DAFTAR TUGAS -
**A.** Menurut teks tentang investasi di Papua, berapa luas lahan yang disiapkan PT Egayai Papua Indonesia di Timika untuk pabrik semen?
**B.** Salin tanpa perubahan bagian teks tentang investasi di Papua dari "Baru 6 bulan" sampai "11 Januari 2011)".
**C.** Sambung teks tentang investasi di Papua, dimulai setelah kalimat terakhir yang tertera.

KUTIPAN DOKUMEN -
==============================
Baru 6 bulan berjalan dalam tahun ini, Papua dipandang sebagai wilayah strategis bagi investor. Kami ikuti berita tentang geliat para kapitalis dan kolonialis bersekongkol membangun proyek-proyek investasi berskala internasional di Papua. Pemerintahan Otsus di Papua menyambut positif para investor yang kebanyakan dari China. Dari beberapa sumber berita, saya ikuti dan mencatatnya sebagai berikut:

11 Januari 2011, China mulai melirik investasi berbasis kekayaan alam di wilayah timur Indonesia. Sebuah badan usaha di bawah naungan pemerintah China,Metal China Corporation (MCC), berencana menjajaki peluang bisnis pertambangan. Sekretaris Menteri Perencanaan Pembangunan Nasional (PPN)/ Sestama Bappenas Syahrial Loetan mengungkapkan,MCC yang masuk peringkat delapan BUMN terbesar di dunia ini tertarik berinvestasi di wilayah timur Indonesia,khususnya Papua. (okezone, Selasa 11 Januari 2011)

13 Januari 2011, Megaproyek pembangunan pabrik semen di Timika, Papua, diperkirakan menelan investasi hingga Rp 7,3 triliun. Investor domestik melalui PT Egayai Papua Indonesia akan menggandeng perusahaan manufaktur Denmark, FLSmidth, untuk merealisasikan megaproyek tersebut pada tahun ini. Dirut PT Egayai Papua Indonesia Jefri Kayame menjelaskan, perseroan sudah menyiapkan lahan 1.000 hektare di Timika, Papua Tengah, untuk membangun pabrik semen berkapasitas 3 juta ton. Sumber Egayai.com.
==============================
DATA MENTAH -
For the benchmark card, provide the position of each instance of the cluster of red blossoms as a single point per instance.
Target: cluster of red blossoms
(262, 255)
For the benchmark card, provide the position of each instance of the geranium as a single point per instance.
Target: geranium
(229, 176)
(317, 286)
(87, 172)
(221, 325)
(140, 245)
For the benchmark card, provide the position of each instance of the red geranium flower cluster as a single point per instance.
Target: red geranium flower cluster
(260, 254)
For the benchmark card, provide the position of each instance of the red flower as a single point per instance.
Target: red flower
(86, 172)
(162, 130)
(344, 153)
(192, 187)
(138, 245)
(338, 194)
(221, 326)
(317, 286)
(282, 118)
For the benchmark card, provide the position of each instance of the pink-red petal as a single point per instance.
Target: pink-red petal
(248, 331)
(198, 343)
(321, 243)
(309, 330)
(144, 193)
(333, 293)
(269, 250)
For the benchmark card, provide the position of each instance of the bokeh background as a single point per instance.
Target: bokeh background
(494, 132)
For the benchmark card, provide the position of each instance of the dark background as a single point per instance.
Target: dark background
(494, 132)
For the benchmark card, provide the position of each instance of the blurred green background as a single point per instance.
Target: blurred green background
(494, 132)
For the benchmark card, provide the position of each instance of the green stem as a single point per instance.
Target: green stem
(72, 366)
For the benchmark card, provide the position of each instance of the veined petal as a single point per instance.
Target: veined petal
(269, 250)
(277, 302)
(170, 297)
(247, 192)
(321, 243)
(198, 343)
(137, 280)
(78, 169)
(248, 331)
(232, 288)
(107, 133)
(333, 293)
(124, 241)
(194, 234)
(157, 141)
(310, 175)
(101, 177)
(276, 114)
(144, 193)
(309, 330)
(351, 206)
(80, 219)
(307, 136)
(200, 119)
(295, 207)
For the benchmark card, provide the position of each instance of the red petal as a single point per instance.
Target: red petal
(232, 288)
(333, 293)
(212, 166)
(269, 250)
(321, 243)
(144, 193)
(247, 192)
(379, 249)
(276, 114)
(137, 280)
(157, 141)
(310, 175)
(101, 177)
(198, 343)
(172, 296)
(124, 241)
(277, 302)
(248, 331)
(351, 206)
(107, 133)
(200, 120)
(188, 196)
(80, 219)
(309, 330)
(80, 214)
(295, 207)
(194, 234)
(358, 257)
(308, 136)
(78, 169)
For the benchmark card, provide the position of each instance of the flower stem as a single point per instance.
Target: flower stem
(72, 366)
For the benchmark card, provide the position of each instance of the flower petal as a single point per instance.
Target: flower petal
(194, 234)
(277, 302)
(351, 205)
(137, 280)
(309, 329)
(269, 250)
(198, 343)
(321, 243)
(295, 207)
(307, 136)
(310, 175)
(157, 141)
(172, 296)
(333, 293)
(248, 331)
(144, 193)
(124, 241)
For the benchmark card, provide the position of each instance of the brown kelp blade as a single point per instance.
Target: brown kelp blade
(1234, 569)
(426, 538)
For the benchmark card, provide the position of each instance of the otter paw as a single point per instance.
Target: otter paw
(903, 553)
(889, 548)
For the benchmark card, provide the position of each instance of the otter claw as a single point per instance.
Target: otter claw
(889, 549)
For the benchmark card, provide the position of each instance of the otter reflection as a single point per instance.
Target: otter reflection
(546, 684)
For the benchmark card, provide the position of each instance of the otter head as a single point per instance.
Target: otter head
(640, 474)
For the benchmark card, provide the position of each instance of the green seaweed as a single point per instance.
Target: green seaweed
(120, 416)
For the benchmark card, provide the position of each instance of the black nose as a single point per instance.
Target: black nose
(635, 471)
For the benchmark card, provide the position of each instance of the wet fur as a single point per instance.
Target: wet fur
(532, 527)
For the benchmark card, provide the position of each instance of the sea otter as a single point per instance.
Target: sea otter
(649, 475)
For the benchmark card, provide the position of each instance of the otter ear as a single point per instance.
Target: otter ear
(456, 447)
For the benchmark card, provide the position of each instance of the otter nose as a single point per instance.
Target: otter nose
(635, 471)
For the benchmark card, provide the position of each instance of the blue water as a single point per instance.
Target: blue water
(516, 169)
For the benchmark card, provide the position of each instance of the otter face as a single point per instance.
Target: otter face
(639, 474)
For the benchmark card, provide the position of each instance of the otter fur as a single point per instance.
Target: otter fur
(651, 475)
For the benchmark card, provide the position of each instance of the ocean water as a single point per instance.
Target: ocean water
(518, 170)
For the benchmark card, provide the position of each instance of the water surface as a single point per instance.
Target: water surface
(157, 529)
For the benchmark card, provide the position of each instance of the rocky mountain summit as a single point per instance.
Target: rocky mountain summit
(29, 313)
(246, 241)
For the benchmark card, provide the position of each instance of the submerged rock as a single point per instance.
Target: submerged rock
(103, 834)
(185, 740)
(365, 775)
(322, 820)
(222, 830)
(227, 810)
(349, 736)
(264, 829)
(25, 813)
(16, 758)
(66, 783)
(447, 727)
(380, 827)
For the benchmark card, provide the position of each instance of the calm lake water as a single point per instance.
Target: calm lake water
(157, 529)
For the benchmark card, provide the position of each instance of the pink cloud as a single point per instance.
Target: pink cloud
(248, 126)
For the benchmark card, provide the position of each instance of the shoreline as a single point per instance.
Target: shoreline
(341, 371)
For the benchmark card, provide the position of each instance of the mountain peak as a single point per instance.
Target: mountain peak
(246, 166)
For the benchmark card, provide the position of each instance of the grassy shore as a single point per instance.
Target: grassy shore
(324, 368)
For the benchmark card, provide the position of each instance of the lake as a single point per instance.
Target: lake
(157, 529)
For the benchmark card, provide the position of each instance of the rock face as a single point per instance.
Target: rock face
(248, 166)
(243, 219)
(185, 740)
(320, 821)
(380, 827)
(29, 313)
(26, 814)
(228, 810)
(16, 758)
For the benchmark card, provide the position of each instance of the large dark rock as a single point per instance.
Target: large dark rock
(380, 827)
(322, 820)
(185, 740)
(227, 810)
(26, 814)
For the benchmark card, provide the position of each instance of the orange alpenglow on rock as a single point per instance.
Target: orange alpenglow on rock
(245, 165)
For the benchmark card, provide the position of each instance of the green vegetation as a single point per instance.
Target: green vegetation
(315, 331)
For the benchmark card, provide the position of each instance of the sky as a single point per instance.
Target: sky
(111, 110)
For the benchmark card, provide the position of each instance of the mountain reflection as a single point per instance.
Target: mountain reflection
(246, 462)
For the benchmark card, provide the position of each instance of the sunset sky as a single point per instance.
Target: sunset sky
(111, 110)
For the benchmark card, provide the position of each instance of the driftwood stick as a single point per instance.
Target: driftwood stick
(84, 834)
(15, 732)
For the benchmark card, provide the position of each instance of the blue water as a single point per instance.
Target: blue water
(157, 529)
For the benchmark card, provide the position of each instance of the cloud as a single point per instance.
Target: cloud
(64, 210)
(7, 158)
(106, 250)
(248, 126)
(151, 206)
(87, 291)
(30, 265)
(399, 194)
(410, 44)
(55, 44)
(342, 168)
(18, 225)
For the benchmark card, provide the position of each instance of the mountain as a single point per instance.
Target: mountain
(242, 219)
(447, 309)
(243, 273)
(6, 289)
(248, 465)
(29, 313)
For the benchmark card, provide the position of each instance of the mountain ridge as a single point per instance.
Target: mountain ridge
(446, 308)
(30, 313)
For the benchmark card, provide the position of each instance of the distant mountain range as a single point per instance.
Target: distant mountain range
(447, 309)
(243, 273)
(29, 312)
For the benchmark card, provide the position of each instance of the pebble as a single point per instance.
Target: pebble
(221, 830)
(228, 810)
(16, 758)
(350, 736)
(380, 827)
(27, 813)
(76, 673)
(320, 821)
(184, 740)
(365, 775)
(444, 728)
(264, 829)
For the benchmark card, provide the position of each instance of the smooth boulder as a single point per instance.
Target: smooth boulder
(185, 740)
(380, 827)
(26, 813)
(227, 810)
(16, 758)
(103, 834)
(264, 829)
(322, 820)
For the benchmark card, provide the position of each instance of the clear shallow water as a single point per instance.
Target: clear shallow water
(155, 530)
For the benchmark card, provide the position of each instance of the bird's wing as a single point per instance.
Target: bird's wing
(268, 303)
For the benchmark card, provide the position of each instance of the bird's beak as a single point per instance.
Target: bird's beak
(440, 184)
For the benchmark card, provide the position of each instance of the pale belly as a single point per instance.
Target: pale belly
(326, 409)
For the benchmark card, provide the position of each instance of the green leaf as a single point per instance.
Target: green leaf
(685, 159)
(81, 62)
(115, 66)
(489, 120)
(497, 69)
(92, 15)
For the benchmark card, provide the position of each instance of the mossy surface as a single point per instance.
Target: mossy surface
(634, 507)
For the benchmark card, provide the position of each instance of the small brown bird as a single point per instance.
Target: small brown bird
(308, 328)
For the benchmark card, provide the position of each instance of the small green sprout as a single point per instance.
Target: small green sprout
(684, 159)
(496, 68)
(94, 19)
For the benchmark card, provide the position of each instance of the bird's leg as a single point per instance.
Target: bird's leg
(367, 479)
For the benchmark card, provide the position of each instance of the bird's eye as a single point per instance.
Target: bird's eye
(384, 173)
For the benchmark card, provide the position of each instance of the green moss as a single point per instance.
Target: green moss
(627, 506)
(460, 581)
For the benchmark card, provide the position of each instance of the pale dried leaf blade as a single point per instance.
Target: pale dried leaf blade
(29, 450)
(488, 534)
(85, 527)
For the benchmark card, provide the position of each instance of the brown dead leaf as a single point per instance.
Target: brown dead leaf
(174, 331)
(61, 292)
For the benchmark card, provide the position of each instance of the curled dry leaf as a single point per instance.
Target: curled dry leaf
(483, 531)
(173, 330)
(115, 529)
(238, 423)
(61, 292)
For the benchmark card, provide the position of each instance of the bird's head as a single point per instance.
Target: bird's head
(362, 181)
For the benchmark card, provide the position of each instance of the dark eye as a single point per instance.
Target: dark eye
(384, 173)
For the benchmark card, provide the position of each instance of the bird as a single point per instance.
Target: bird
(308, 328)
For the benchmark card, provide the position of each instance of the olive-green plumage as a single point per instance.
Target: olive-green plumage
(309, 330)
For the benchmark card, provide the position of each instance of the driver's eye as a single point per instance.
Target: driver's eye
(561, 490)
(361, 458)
==============================
HASIL PER TUGAS -
**A.** 1.000 hektare.

**B.**
Baru 6 bulan berjalan dalam tahun ini, Papua dipandang sebagai wilayah strategis bagi investor. Kami ikuti berita tentang geliat para kapitalis dan kolonialis bersekongkol membangun proyek-proyek investasi berskala internasional di Papua. Pemerintahan Otsus di Papua menyambut positif para investor yang kebanyakan dari China. Dari beberapa sumber berita, saya ikuti dan mencatatnya sebagai berikut:

11 Januari 2011, China mulai melirik investasi berbasis kekayaan alam di wilayah timur Indonesia. Sebuah badan usaha di bawah naungan pemerintah China,Metal China Corporation (MCC), berencana menjajaki peluang bisnis pertambangan. Sekretaris Menteri Perencanaan Pembangunan Nasional (PPN)/ Sestama Bappenas Syahrial Loetan mengungkapkan,MCC yang masuk peringkat delapan BUMN terbesar di dunia ini tertarik berinvestasi di wilayah timur Indonesia,khususnya Papua. (okezone, Selasa 11 Januari 2011)

**C.**
Januari (12/1): Juru bicara Wakil Presiden Indonesia Boediono baru-baru ini mengatakan, Boediono mengadakan pertemuan dengan Presiden merangkap CEO PT Pembangunan dan Investasi Nasional Tiongkok (SDIC), Wang Huisheng pada tanggal 7 Januari lalu. Pada kesempatan itu, Boediono menyambut perusahaan Tiongkok untuk menanam modal di Provinsi Papua dan Provinsi Papua Barat untuk membangun infrastruktur dan mendorong perkembangan industri lainnya. PT Pembangunan dan Investasi Nasional Tiongkok adalah salah satu BUMN utama Tiongkok. Papua dan Papua Barat telah menjadi tujuan utama investasi Indonesia.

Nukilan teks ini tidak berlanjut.